How to complete this task: A line below contains "can you tell me where the lower", and a later one contains "can you tell me where the shrub is here?". Repeat both, with every line between them, exactly.

Top of Available data

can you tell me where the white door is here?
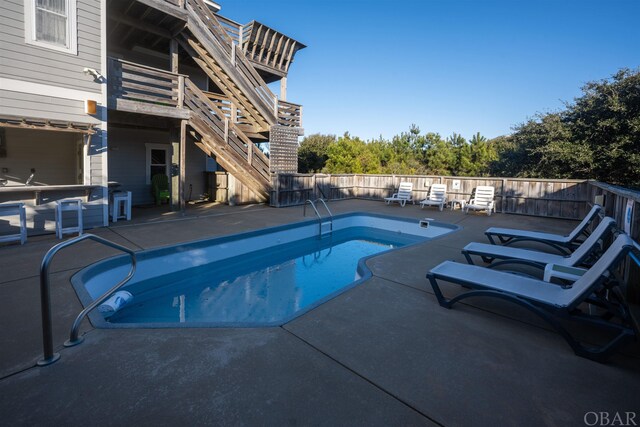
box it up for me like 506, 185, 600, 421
145, 143, 170, 184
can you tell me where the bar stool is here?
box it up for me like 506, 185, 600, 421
55, 199, 83, 239
111, 191, 132, 222
0, 202, 27, 245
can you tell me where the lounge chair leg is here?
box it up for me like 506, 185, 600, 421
462, 251, 476, 265
480, 255, 494, 264
426, 273, 634, 362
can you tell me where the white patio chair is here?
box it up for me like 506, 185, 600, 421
419, 184, 447, 211
463, 186, 495, 216
384, 182, 414, 207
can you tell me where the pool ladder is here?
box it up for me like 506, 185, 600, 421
304, 198, 333, 237
37, 233, 137, 366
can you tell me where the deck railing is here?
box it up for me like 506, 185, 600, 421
108, 57, 185, 109
185, 80, 270, 182
216, 15, 243, 45
277, 101, 302, 128
203, 92, 253, 128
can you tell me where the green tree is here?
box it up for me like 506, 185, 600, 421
447, 133, 472, 175
567, 68, 640, 185
324, 133, 368, 173
488, 135, 523, 177
423, 133, 455, 175
298, 133, 335, 173
468, 132, 498, 176
494, 68, 640, 185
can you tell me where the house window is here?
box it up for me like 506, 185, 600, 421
25, 0, 78, 55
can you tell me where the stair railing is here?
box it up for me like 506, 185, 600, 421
184, 0, 278, 118
184, 79, 271, 183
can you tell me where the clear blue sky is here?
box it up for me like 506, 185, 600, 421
220, 0, 640, 141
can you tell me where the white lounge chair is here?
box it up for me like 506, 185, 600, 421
485, 204, 603, 253
427, 234, 637, 362
419, 184, 447, 211
462, 217, 616, 271
463, 186, 495, 216
385, 182, 414, 207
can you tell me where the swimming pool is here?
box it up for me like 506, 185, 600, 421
73, 212, 458, 328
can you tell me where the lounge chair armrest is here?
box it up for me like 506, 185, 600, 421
543, 264, 588, 283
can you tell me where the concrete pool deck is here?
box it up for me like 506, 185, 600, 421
0, 199, 638, 425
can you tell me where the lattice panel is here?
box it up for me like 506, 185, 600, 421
269, 125, 299, 173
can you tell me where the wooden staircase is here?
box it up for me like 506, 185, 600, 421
181, 0, 278, 132
184, 79, 270, 200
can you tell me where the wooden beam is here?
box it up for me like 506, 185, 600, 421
258, 26, 271, 64
136, 0, 188, 21
250, 25, 262, 59
277, 38, 291, 69
109, 98, 191, 119
264, 31, 278, 65
271, 34, 284, 68
108, 10, 173, 39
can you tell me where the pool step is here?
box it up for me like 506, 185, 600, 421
320, 221, 333, 237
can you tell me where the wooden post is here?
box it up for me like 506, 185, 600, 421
170, 39, 179, 73
180, 120, 187, 213
230, 103, 237, 124
280, 77, 287, 102
501, 178, 507, 214
177, 75, 184, 108
298, 105, 303, 128
170, 127, 180, 211
231, 43, 236, 66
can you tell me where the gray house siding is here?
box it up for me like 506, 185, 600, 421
0, 90, 102, 124
0, 0, 108, 233
185, 141, 208, 201
0, 0, 102, 93
108, 126, 171, 206
108, 126, 210, 206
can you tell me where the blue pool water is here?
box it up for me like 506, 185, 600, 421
108, 228, 421, 326
73, 213, 458, 327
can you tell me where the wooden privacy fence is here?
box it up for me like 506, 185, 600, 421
271, 173, 592, 220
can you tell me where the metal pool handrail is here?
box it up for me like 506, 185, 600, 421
38, 233, 137, 366
303, 198, 333, 236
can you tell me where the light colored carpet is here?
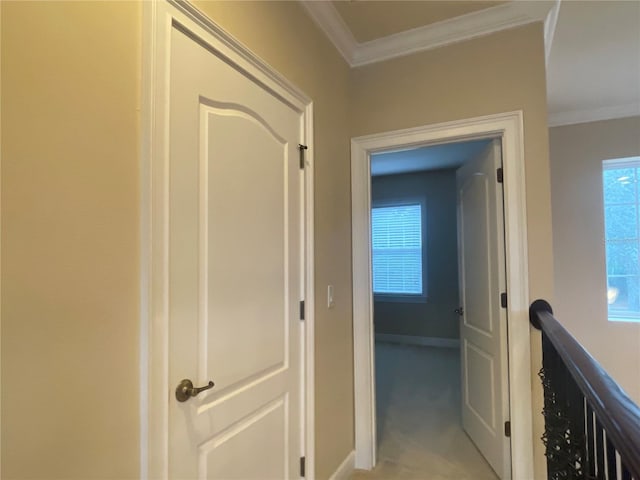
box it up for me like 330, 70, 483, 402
350, 342, 499, 480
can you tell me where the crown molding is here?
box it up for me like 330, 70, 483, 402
300, 1, 556, 68
544, 0, 562, 62
548, 102, 640, 127
352, 1, 554, 66
299, 1, 357, 64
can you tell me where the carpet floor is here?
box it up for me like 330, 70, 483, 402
350, 342, 500, 480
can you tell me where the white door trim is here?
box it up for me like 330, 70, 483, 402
140, 1, 315, 478
351, 111, 533, 479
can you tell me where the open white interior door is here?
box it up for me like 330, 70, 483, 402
457, 139, 511, 479
167, 20, 305, 479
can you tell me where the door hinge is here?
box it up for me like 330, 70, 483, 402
500, 292, 507, 309
300, 456, 306, 477
496, 167, 504, 183
298, 144, 308, 169
504, 420, 511, 437
300, 300, 305, 321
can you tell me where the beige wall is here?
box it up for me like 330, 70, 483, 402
1, 1, 353, 479
1, 1, 141, 478
2, 3, 556, 479
372, 170, 460, 339
349, 23, 553, 478
550, 116, 640, 403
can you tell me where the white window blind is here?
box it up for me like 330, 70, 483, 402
371, 204, 423, 295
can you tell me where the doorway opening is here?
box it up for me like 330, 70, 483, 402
360, 138, 506, 479
350, 112, 534, 480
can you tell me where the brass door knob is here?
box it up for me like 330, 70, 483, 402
175, 379, 215, 402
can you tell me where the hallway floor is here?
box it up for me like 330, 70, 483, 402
350, 342, 499, 480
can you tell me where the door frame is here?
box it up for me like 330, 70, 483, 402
140, 1, 316, 478
351, 111, 533, 479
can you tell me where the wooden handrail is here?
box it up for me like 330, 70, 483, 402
530, 302, 640, 478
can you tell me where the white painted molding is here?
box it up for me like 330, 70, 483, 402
351, 111, 534, 478
299, 0, 553, 67
299, 1, 357, 64
548, 102, 640, 127
303, 102, 317, 480
375, 333, 460, 349
351, 136, 377, 470
0, 3, 3, 475
141, 1, 316, 478
328, 451, 355, 480
352, 1, 553, 67
544, 0, 562, 63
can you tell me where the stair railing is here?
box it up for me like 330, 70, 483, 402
530, 300, 640, 480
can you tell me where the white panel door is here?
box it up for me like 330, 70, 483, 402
457, 140, 511, 479
168, 24, 304, 479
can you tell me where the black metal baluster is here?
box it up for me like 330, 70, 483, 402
540, 331, 561, 479
586, 403, 596, 479
606, 435, 618, 480
540, 329, 586, 479
568, 374, 586, 477
596, 419, 606, 480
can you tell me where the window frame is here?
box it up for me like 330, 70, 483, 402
371, 197, 427, 303
602, 156, 640, 323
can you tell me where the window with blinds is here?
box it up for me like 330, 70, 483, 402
371, 203, 424, 296
603, 156, 640, 322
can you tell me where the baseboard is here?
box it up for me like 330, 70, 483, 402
375, 333, 460, 348
329, 450, 355, 480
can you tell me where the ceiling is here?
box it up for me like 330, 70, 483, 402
371, 139, 492, 176
332, 1, 505, 43
302, 0, 640, 127
546, 0, 640, 126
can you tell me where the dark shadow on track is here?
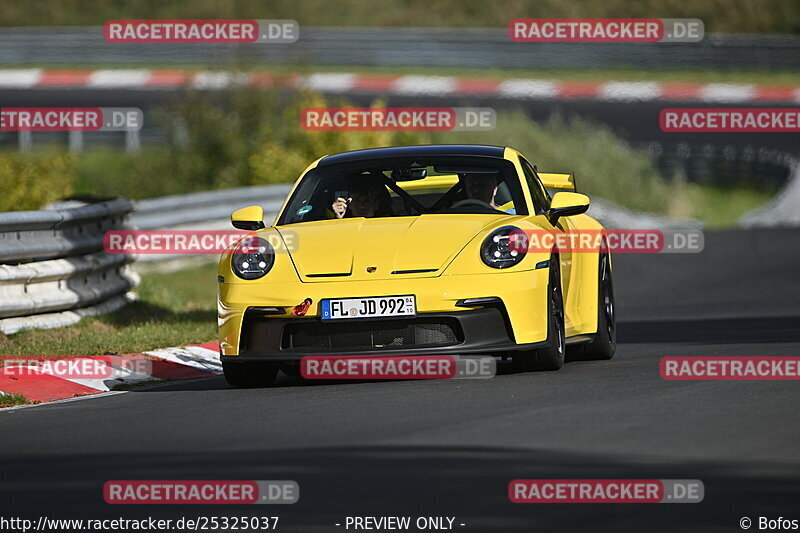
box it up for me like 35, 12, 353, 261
618, 316, 800, 344
130, 357, 528, 393
2, 446, 799, 532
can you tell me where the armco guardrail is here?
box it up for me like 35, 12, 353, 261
131, 185, 292, 230
0, 186, 293, 335
131, 184, 292, 264
0, 198, 139, 335
0, 27, 799, 71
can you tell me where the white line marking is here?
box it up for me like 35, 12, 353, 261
0, 68, 42, 88
599, 81, 662, 101
88, 69, 150, 88
498, 79, 557, 99
192, 71, 250, 90
144, 347, 223, 373
392, 75, 456, 95
303, 73, 356, 92
699, 83, 756, 103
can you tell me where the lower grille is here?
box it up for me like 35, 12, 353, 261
282, 317, 462, 350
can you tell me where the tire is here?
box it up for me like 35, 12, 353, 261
512, 255, 566, 372
569, 250, 616, 361
280, 363, 301, 377
223, 361, 278, 388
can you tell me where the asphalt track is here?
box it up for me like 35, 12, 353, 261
2, 228, 800, 532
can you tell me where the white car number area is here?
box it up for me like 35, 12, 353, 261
321, 296, 416, 320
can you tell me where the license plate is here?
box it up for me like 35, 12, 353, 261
321, 295, 416, 320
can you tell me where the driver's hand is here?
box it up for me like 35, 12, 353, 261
332, 197, 348, 218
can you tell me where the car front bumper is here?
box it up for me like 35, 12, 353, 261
222, 306, 550, 363
218, 269, 550, 358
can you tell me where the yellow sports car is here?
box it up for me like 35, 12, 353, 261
218, 145, 615, 386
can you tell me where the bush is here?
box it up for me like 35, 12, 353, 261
110, 86, 431, 192
76, 147, 198, 200
72, 87, 670, 214
249, 92, 431, 184
431, 111, 670, 214
0, 151, 76, 211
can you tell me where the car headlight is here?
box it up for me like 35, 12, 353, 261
231, 237, 274, 280
480, 226, 528, 269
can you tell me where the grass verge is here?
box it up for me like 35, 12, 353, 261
679, 183, 773, 227
0, 262, 218, 358
0, 393, 35, 408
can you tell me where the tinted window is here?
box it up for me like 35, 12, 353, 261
520, 158, 551, 215
278, 156, 528, 225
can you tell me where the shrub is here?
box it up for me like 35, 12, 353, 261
72, 87, 670, 214
431, 111, 670, 214
249, 92, 431, 184
0, 151, 76, 211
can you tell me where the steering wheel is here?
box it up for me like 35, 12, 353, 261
449, 199, 496, 211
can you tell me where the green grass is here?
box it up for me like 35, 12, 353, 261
74, 147, 202, 200
0, 393, 35, 407
679, 183, 773, 227
0, 262, 218, 357
433, 111, 672, 215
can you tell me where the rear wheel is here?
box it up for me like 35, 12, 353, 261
223, 361, 278, 388
569, 250, 616, 361
513, 256, 566, 372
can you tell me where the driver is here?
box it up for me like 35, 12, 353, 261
462, 173, 501, 209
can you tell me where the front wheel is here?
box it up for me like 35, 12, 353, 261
512, 256, 566, 372
569, 250, 616, 361
223, 361, 278, 388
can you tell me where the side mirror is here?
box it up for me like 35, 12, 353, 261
231, 205, 265, 231
548, 192, 590, 224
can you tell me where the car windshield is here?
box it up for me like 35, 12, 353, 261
277, 155, 528, 225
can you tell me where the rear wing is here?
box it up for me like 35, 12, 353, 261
539, 172, 576, 192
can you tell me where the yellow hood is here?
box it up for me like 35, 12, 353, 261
277, 214, 511, 281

Bottom of Available data

Exercise output:
can you tell me where the lower grille is here?
box it up for me like 35, 12, 353, 261
282, 317, 462, 350
can you tell me where the tire is here?
box it up for me like 35, 12, 353, 261
512, 255, 566, 372
569, 250, 616, 361
280, 363, 301, 377
223, 361, 278, 388
can you tell me where the asphalt track is here?
box it up for me like 35, 12, 353, 261
2, 228, 800, 532
can you tell me where the white car number area is here?
box it up for me like 35, 12, 353, 261
321, 296, 416, 320
can you tell me where the license plate is here?
box it up for me like 35, 12, 353, 261
321, 295, 416, 320
can you tell me where the driver's hand is here?
box it up for me like 35, 12, 353, 261
332, 197, 348, 218
can you tell me where the car front bumper is here?
box it up for me like 35, 12, 353, 261
222, 306, 550, 363
218, 269, 550, 358
can you tell me where the yellow sports car is here?
box it up for me like 35, 12, 353, 261
218, 145, 615, 386
can you tell me where the bush is here?
box it up for me like 35, 12, 353, 261
110, 86, 431, 192
76, 147, 198, 200
72, 87, 670, 214
249, 92, 431, 184
431, 111, 670, 214
0, 151, 76, 211
can you tell me where the car headlight is here?
box it up for me like 35, 12, 353, 261
231, 237, 274, 280
480, 226, 528, 269
can you tell me where the grass verge is here?
box it up for me like 35, 12, 353, 261
679, 183, 773, 227
0, 262, 218, 358
0, 393, 35, 408
can you tell me where the tinted window is here?
box it up for me like 35, 12, 353, 261
520, 158, 551, 215
278, 156, 528, 225
can you tell me where the shrub is here?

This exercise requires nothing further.